- EXERCISE REQUIREMENTS -
Please repeat the records, word for word and without gaps.

- EXERCISE DATA -
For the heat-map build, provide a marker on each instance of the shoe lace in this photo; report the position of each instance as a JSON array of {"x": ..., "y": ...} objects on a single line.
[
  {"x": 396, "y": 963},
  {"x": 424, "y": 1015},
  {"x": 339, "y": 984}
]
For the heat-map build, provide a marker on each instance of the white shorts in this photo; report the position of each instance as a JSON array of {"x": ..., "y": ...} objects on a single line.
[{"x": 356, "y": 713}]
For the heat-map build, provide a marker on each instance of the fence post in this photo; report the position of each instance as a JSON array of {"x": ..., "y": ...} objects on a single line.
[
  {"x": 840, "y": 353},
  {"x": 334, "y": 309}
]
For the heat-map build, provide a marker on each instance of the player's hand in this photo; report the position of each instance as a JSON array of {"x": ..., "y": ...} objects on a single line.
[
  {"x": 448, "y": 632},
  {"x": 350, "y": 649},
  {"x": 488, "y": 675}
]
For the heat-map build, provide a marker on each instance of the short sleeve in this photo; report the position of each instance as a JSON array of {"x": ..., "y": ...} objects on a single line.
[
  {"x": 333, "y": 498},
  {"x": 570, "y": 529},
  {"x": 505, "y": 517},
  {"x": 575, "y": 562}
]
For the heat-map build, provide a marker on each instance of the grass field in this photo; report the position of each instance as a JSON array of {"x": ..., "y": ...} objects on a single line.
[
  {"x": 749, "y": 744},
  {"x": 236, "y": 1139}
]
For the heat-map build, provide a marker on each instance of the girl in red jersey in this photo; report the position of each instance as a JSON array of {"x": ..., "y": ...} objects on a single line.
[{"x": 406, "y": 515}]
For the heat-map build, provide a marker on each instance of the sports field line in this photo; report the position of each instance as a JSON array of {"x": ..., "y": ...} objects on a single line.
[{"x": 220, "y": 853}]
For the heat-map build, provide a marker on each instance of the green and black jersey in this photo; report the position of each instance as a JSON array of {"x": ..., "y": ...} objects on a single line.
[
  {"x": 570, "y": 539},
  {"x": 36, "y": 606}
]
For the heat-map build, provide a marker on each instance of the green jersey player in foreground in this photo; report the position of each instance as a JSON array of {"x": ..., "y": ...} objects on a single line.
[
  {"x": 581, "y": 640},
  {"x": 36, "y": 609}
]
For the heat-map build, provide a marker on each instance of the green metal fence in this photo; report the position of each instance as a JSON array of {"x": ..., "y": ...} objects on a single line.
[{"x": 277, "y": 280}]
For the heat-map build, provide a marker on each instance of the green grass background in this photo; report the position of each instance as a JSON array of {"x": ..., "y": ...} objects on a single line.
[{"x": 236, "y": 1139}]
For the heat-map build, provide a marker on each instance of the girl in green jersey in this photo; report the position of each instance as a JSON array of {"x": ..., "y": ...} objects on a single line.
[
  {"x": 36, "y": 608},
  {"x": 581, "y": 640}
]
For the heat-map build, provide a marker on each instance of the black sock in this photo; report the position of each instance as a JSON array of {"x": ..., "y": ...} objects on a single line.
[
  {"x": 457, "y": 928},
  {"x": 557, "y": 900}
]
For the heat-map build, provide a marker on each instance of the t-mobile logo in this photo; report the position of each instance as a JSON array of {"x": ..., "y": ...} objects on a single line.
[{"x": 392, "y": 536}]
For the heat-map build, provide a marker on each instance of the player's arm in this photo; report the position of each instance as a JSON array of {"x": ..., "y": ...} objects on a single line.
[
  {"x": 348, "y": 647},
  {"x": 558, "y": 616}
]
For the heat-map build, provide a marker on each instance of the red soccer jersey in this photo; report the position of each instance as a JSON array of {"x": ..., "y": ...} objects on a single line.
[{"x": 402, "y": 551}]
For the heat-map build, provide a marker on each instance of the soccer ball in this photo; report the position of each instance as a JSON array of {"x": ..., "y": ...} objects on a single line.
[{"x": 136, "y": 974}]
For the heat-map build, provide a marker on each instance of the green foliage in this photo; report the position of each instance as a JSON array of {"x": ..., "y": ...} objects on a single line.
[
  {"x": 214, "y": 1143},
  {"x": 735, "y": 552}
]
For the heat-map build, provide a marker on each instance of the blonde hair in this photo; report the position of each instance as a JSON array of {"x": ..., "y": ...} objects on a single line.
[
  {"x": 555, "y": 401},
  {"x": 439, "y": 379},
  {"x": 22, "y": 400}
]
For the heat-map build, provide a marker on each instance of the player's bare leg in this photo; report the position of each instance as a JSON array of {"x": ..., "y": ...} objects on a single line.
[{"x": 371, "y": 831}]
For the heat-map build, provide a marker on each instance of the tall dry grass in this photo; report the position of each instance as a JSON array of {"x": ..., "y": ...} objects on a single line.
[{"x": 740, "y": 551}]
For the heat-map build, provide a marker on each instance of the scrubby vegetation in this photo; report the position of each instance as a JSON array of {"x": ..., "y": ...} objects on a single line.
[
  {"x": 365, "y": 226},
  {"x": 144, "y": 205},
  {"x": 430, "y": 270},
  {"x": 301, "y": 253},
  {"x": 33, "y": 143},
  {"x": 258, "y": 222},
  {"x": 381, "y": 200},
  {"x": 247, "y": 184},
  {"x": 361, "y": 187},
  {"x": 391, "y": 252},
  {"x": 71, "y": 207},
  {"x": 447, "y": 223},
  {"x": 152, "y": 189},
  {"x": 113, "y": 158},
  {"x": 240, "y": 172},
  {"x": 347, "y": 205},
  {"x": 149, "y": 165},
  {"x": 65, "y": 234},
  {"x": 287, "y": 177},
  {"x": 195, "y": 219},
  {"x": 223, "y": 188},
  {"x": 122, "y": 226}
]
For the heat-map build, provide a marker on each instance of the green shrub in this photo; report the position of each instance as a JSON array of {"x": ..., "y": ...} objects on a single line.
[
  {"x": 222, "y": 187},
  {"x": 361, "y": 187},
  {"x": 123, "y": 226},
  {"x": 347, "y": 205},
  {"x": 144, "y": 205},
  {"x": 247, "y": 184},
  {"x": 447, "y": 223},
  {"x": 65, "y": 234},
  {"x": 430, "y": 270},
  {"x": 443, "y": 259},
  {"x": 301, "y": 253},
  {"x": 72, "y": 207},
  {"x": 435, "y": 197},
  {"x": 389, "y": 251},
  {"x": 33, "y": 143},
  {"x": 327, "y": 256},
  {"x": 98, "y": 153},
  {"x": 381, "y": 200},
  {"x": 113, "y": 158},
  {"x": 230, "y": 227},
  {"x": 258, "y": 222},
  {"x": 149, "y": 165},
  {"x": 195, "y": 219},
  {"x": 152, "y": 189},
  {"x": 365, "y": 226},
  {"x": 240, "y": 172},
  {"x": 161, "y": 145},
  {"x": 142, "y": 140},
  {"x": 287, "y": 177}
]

- SOLUTION FOR THIS TASK -
For the heat-map build, provide a marker on each instance of the shoe lace in this photo; report the position of each instance as a JSON array of {"x": ..., "y": ...} objects on a single line.
[
  {"x": 396, "y": 963},
  {"x": 424, "y": 1015},
  {"x": 339, "y": 984}
]
For the heat-map build, provide a marker on each instance of the white shorts in this photo; report the position of each instance as a JSON array of {"x": ..., "y": ...} objects on a single line.
[{"x": 356, "y": 713}]
For the heat-map build, provide a marker on each instance of the fence post in this photo; report the position of each instance as a JSON array of {"x": ..., "y": ...} objects on a single line.
[
  {"x": 840, "y": 353},
  {"x": 334, "y": 309}
]
For the heat-map build, provide a marker on each instance of the player's hand in this photo; report the position of each instance as a JSON array of {"x": ..., "y": ...} objects on a single line.
[
  {"x": 448, "y": 632},
  {"x": 350, "y": 649},
  {"x": 488, "y": 675}
]
For the heat-map build, provide a marker on each instance of the short sleeve in this photo; report the position of each instance as a JSON array of {"x": ..., "y": ...} objects on a single line.
[
  {"x": 333, "y": 498},
  {"x": 570, "y": 529},
  {"x": 505, "y": 517},
  {"x": 575, "y": 562}
]
For the heat-map build, provide a marker on each instance of the grass field in this photo; report the position of each instance as a JSON array of {"x": ..., "y": ...} objects on a single line.
[
  {"x": 749, "y": 744},
  {"x": 236, "y": 1139}
]
For the heat-map build, provide a marker on each instance of the girl in red jersey in this photo; report the position of each instance as a JSON array of {"x": ..., "y": ...} objects on a single line.
[{"x": 406, "y": 515}]
For the heat-map build, provide a marker on each instance of the sports field line in this photo; report the position of each instance as a JSON array of {"x": ..., "y": ...} objects on a single line.
[{"x": 220, "y": 853}]
For the heat-map build, provide a marker on each instance of the green and black jersey in this photo; report the position of each instance as a JSON array of {"x": ..., "y": ...} objects on a single line.
[
  {"x": 570, "y": 539},
  {"x": 36, "y": 606}
]
For the heat-map build, provide a marker on each instance of the green jersey player in foreground in this photo; report the position of each instance as a JSON array of {"x": ..., "y": ...} objects on a single line.
[
  {"x": 581, "y": 640},
  {"x": 36, "y": 609}
]
For the heat-map build, provide a marker on each instance of the green metal fence in this photo; report the position of each instance as a JSON array of {"x": ..., "y": ...} objects on a single line.
[{"x": 277, "y": 280}]
For the heat-map build, provide a marker on each instance of the green grass background in this photo; report the position of each instance as a JSON array of {"x": ..., "y": ...} objects on a single line.
[{"x": 236, "y": 1139}]
For the heat-map build, provide a marker on each instance of the girl in green jersey in this photo; report the position of each instance as a JSON array of {"x": ..., "y": ...} objects on a single line.
[
  {"x": 36, "y": 608},
  {"x": 581, "y": 640}
]
For the heat-map build, provide a marker on each instance of the black sock in this photo; report the position of each instance as a JSON array of {"x": ..., "y": ...} objects on a single line.
[
  {"x": 457, "y": 928},
  {"x": 557, "y": 900}
]
For the heat-map build, provide a marker on each instance of the t-mobile logo in this photo; report the position of each instance as a JSON array of {"x": ..., "y": ...} objects on a single line.
[{"x": 392, "y": 536}]
For the heat-map build, provide a marker on each instance of the player's arm in this photo; report the position of each instance as a JSON array of {"x": ..., "y": ...} objects on a single line.
[
  {"x": 348, "y": 647},
  {"x": 558, "y": 616}
]
For the heat-map build, provide a marker on each instance of the red soccer jersey in this photo; report the position of each instance as a JSON array of {"x": ..., "y": ...} objects on a single line.
[{"x": 402, "y": 551}]
For the heat-map build, provide a marker on each instance of the soccer ball in this photo; report the position of each instance as a JSON array of {"x": ..., "y": ...} objects on a single line.
[{"x": 136, "y": 974}]
For the heat-map build, provide a marker on each instance of the green foliage in this photo; report the position of each instance as a JSON array of {"x": ..., "y": ...} objects on a single line.
[
  {"x": 214, "y": 1143},
  {"x": 735, "y": 552}
]
For the heat-map build, provide a marker on each instance of the blonde hair in this photo; report the position of each instance as a JSON array of {"x": ..., "y": ...} objects on a single line.
[
  {"x": 555, "y": 401},
  {"x": 439, "y": 379},
  {"x": 22, "y": 400}
]
For the heat-map build, provide a marker on each instance of the player's bare leg in this photo; report the position of each instance as a JSON array of {"x": ..., "y": ...} objects on a single line.
[{"x": 371, "y": 831}]
For the heat-map build, provide a marker on each instance of the tall dry grass in this photo; report the position of each instance as a JSON array of {"x": ..., "y": ...} objects on a single line.
[{"x": 740, "y": 551}]
For the heat-map build, provide a marker on each instance of the scrubby vegetation in this photo; report the position of each instance as a JSON array of {"x": ..., "y": ...} objects on a single line.
[
  {"x": 365, "y": 226},
  {"x": 144, "y": 205},
  {"x": 430, "y": 270},
  {"x": 301, "y": 253},
  {"x": 33, "y": 143},
  {"x": 258, "y": 222},
  {"x": 381, "y": 200},
  {"x": 247, "y": 184},
  {"x": 361, "y": 187},
  {"x": 391, "y": 252},
  {"x": 71, "y": 207},
  {"x": 447, "y": 223},
  {"x": 152, "y": 189},
  {"x": 113, "y": 158},
  {"x": 240, "y": 172},
  {"x": 347, "y": 205},
  {"x": 149, "y": 165},
  {"x": 65, "y": 234},
  {"x": 287, "y": 177},
  {"x": 195, "y": 219},
  {"x": 223, "y": 188},
  {"x": 122, "y": 226}
]
For the heat-map build, provide a marker on each instance of the green shrub in this photo; report the position of each instance as a JSON array of {"x": ..., "y": ...} objects on a single line.
[
  {"x": 222, "y": 187},
  {"x": 361, "y": 187},
  {"x": 123, "y": 226},
  {"x": 347, "y": 205},
  {"x": 144, "y": 205},
  {"x": 247, "y": 184},
  {"x": 447, "y": 223},
  {"x": 65, "y": 234},
  {"x": 430, "y": 270},
  {"x": 443, "y": 259},
  {"x": 301, "y": 253},
  {"x": 72, "y": 207},
  {"x": 435, "y": 197},
  {"x": 389, "y": 251},
  {"x": 33, "y": 143},
  {"x": 327, "y": 256},
  {"x": 98, "y": 153},
  {"x": 381, "y": 200},
  {"x": 113, "y": 158},
  {"x": 230, "y": 227},
  {"x": 258, "y": 222},
  {"x": 149, "y": 165},
  {"x": 195, "y": 219},
  {"x": 152, "y": 189},
  {"x": 365, "y": 226},
  {"x": 240, "y": 172},
  {"x": 161, "y": 145},
  {"x": 142, "y": 140},
  {"x": 287, "y": 177}
]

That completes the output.